Start of The data

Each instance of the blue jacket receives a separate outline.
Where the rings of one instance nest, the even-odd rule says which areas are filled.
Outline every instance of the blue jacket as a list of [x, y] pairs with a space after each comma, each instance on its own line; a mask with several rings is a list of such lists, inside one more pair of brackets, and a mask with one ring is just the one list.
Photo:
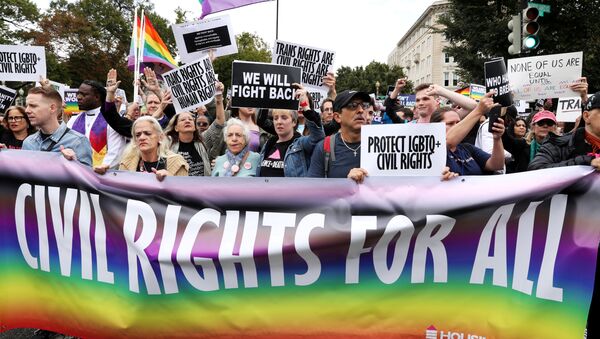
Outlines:
[[[294, 141], [285, 152], [283, 158], [283, 173], [286, 177], [305, 177], [308, 174], [308, 166], [310, 158], [317, 143], [325, 139], [323, 127], [317, 126], [314, 122], [306, 119], [306, 127], [310, 131], [309, 135], [300, 136], [299, 133], [294, 135]], [[265, 159], [266, 150], [271, 144], [277, 142], [277, 136], [269, 139], [267, 144], [260, 152], [259, 164], [262, 164]], [[260, 176], [260, 167], [257, 169], [256, 176]]]

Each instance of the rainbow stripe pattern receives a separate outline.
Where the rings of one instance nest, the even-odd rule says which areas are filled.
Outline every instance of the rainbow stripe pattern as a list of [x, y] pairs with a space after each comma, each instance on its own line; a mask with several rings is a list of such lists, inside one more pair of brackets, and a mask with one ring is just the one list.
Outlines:
[[[164, 72], [170, 71], [172, 69], [177, 68], [177, 62], [173, 59], [171, 52], [167, 48], [167, 45], [163, 42], [161, 37], [158, 35], [154, 26], [150, 22], [147, 16], [144, 16], [144, 55], [142, 58], [142, 63], [146, 65], [153, 65], [154, 71], [157, 74], [162, 74]], [[141, 33], [141, 20], [137, 19], [137, 34], [138, 39]], [[136, 32], [135, 30], [133, 31]], [[134, 33], [131, 35], [131, 45], [129, 48], [129, 56], [127, 57], [127, 67], [130, 70], [135, 68], [135, 48], [134, 48]], [[138, 40], [139, 41], [139, 40]]]
[[[463, 179], [158, 182], [132, 172], [98, 176], [59, 154], [3, 151], [0, 328], [85, 338], [581, 338], [596, 266], [600, 176], [570, 167]], [[140, 213], [130, 218], [136, 208]], [[198, 222], [207, 211], [216, 211], [216, 223]], [[472, 282], [474, 258], [498, 211], [506, 213], [492, 243], [506, 262]], [[307, 222], [314, 214], [323, 222]], [[413, 232], [390, 233], [397, 216]], [[430, 230], [434, 237], [447, 233], [445, 274], [440, 247], [417, 249], [430, 221], [441, 216], [455, 221], [450, 231], [443, 221]], [[372, 218], [376, 228], [367, 230]], [[55, 227], [59, 219], [64, 223]], [[67, 225], [73, 226], [70, 241]], [[311, 225], [307, 236], [302, 230]], [[559, 237], [551, 235], [557, 225]], [[139, 247], [126, 240], [130, 231]], [[65, 241], [72, 246], [60, 245]], [[514, 285], [523, 241], [531, 245], [529, 293]], [[554, 241], [552, 281], [543, 282]], [[34, 258], [29, 262], [24, 243]], [[186, 247], [198, 258], [195, 265], [182, 254]], [[232, 270], [248, 249], [250, 261]], [[132, 266], [136, 253], [149, 266]], [[390, 279], [402, 253], [401, 274]], [[561, 290], [560, 300], [547, 297], [548, 286]]]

End of The data

▶ **Task item**: Pull every line containing "receives" from the data.

▶ **Task response**:
Each instance of the blue jacket receives a separate outline.
Each instance of the rainbow stripe pattern receives a separate outline.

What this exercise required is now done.